## [Goal of the exercise]
Begin at the line with "If you could mark the alloy" and write out every line after it, exactly, through the last line below, adding nothing.

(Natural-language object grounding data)
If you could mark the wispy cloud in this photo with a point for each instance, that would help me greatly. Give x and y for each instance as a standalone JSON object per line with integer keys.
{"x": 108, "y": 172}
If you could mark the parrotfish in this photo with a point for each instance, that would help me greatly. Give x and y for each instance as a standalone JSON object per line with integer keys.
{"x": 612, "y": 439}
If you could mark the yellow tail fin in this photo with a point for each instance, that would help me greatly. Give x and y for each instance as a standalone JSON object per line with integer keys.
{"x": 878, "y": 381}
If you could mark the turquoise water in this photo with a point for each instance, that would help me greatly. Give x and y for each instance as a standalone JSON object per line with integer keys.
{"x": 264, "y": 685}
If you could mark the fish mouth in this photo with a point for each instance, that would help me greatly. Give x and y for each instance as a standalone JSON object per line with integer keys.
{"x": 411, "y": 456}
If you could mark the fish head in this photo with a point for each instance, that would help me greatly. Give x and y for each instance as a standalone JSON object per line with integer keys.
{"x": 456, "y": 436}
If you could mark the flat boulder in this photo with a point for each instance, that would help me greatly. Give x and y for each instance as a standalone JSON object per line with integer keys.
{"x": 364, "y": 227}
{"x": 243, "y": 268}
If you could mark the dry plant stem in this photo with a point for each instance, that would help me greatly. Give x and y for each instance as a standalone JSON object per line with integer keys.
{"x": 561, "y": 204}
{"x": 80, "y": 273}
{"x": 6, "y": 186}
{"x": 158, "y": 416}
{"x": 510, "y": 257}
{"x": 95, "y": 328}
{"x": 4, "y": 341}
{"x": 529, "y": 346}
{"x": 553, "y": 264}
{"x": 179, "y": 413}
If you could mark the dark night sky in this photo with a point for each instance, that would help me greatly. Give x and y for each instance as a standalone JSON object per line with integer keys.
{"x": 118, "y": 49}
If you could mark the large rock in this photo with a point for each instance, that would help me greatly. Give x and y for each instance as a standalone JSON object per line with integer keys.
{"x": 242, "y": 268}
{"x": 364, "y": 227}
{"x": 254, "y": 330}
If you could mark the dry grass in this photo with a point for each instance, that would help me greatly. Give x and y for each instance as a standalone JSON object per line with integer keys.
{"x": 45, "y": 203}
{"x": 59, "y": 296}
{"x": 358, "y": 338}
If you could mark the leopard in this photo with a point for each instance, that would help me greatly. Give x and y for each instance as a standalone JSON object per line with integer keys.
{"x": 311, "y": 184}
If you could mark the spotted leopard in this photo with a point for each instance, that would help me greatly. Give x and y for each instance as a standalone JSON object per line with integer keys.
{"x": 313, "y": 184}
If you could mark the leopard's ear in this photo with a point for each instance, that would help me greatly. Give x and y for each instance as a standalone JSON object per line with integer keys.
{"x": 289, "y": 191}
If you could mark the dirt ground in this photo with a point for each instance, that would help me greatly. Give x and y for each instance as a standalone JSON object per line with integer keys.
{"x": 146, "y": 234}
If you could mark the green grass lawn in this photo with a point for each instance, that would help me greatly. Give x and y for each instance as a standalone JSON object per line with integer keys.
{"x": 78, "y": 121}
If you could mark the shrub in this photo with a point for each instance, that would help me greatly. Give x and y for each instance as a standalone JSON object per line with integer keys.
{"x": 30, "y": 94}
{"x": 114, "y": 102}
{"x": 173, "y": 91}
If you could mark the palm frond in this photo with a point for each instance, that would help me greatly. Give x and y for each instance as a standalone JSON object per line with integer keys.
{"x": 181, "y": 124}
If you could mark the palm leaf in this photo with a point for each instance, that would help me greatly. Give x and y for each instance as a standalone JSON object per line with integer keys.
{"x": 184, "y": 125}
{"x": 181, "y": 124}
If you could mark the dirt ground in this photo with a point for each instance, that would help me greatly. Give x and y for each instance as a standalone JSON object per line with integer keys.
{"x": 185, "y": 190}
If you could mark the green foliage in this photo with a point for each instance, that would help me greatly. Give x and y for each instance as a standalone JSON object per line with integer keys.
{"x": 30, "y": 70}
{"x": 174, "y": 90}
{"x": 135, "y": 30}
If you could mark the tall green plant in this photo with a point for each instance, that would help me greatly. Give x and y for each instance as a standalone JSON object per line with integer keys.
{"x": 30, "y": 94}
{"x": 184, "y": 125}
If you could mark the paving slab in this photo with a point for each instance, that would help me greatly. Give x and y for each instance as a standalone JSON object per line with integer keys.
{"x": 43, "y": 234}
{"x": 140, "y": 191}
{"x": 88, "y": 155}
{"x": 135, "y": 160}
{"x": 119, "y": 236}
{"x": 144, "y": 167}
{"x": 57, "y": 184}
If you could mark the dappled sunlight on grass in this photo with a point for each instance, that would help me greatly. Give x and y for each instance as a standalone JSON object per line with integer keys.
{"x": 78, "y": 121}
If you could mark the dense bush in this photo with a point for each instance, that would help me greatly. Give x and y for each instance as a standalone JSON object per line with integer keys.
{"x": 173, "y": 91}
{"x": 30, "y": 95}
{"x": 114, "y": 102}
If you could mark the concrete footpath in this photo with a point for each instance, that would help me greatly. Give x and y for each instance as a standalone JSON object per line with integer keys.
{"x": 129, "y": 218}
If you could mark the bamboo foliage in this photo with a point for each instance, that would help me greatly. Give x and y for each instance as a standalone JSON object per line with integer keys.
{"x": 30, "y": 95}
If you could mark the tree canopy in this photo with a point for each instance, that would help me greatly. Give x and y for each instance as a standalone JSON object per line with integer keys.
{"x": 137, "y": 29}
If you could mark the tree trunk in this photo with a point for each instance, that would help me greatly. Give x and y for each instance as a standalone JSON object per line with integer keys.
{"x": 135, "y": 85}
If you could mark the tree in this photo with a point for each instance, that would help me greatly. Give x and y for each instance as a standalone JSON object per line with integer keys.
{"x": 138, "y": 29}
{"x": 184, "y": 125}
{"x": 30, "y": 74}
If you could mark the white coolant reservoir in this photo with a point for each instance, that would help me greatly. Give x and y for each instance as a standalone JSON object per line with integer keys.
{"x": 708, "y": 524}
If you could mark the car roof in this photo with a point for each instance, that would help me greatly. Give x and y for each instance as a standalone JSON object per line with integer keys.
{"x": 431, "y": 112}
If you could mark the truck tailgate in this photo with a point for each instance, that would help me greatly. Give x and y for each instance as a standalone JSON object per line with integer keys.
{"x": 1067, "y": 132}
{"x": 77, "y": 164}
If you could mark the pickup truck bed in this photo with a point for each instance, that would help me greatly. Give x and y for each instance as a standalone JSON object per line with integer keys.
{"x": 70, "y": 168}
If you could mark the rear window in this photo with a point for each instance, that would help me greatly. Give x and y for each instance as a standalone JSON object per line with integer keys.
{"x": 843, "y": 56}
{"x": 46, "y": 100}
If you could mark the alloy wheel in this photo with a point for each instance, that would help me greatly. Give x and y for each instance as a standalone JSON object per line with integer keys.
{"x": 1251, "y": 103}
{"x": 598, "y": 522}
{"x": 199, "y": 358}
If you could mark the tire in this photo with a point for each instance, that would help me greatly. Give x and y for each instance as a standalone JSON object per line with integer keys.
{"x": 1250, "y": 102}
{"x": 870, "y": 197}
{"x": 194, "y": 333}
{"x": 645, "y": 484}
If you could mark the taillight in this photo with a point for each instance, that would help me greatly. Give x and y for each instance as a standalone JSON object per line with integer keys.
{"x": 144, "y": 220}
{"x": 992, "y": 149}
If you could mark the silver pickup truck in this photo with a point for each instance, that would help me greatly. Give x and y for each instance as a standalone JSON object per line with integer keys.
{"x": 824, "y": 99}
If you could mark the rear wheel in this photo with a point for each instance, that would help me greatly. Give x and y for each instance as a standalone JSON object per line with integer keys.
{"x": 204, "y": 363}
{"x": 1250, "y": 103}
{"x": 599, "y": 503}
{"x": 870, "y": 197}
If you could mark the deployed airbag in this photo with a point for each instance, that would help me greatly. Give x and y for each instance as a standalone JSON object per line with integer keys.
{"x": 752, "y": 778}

## [Your solution]
If you could mark the alloy wheel in this photo with a point for each instance, that would help me greatly. Give x and y for each instance as a standalone JSON object per line with integer keys.
{"x": 1251, "y": 103}
{"x": 598, "y": 522}
{"x": 199, "y": 358}
If you could mark the tire in this photo with a point for each instance, that would help me greatly. Give x and y for each instance as a standalone JSON object per line with integer keys.
{"x": 1250, "y": 102}
{"x": 870, "y": 197}
{"x": 194, "y": 333}
{"x": 645, "y": 484}
If you could mark the taillight in this photo with a point for each instance, that would help me greatly. Give x and y for each instance as a standalone JSON object per line with integer keys.
{"x": 144, "y": 220}
{"x": 992, "y": 149}
If you could mark the silver pickup truck in this photo with a point for each instance, that would help me greatly. Give x and y for each instance as a standalone JSON object per line with integer keys.
{"x": 824, "y": 99}
If you could mark the rear wheel in this photo with a point for each instance, that would help me greatly. Give x and y for each instance as a standalone JSON object per line with integer keys.
{"x": 204, "y": 363}
{"x": 1250, "y": 103}
{"x": 599, "y": 503}
{"x": 870, "y": 197}
If you could mark the deployed airbag in this photo with a point for each instance, that would help me greatly. Give x and y for each instance as a standalone JSON object per line with integer keys.
{"x": 752, "y": 778}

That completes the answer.